- Opening Delimiter -

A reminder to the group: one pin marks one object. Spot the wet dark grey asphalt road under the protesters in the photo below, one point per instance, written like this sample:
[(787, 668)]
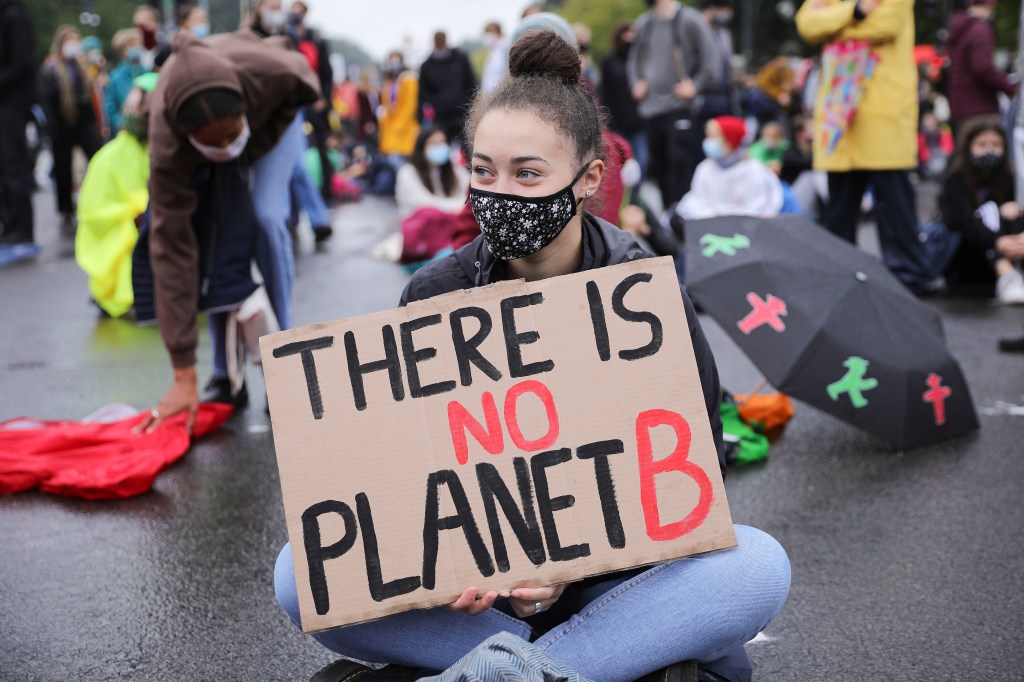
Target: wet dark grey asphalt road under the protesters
[(906, 566)]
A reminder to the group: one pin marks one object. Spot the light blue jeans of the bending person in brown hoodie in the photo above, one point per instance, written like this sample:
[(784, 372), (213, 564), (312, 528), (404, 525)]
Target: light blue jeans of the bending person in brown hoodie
[(273, 203)]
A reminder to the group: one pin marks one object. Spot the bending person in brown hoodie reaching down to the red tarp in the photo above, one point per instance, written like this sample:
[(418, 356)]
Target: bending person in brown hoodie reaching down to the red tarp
[(231, 99)]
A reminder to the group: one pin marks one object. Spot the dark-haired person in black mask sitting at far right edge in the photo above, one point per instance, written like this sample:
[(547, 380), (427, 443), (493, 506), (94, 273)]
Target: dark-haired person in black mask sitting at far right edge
[(977, 202)]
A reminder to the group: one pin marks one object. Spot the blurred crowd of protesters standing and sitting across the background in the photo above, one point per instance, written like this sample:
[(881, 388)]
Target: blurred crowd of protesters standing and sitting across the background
[(731, 81)]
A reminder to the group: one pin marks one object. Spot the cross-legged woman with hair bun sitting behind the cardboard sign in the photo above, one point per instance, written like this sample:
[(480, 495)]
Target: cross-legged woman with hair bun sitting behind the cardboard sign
[(536, 148)]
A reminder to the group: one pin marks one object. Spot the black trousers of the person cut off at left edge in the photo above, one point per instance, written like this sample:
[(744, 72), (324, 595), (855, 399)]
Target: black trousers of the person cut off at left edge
[(16, 177)]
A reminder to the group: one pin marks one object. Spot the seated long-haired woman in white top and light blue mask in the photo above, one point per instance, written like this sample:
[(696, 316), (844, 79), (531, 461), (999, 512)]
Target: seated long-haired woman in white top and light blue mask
[(431, 180)]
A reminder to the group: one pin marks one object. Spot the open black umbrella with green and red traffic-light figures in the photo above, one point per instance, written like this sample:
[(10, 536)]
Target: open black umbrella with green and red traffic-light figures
[(830, 325)]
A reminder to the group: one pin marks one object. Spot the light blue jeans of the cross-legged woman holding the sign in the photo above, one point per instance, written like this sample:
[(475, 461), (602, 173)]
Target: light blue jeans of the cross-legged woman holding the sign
[(695, 609)]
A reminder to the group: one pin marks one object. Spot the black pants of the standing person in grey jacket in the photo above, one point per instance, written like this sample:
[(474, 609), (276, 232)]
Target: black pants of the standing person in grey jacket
[(671, 143)]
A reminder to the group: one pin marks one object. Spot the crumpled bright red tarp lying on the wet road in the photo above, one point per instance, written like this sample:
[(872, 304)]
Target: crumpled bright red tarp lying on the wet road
[(96, 461)]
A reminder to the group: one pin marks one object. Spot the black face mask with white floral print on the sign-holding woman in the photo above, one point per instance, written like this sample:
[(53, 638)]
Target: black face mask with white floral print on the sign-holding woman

- Closing Delimiter -

**TASK ITEM**
Retype the lines beginning at the one containing "Spot the crumpled" and ending at the final line of the material, both included.

**WRITTEN REPLY**
A reminder to the group: one pin marks one object. Spot the crumpled bright red tarp lying on the wet road in the photo above, one point per instance, written like this sample:
[(872, 304)]
Target: crumpled bright red tarp lying on the wet road
[(96, 461)]
A reminder to the group: one pin marks one object. Spot the black face mask with white floral print on the sign-holding woman in the photo above, one point per instance, written like this sample:
[(53, 638)]
Target: black face mask with white floral print on the sign-holding woman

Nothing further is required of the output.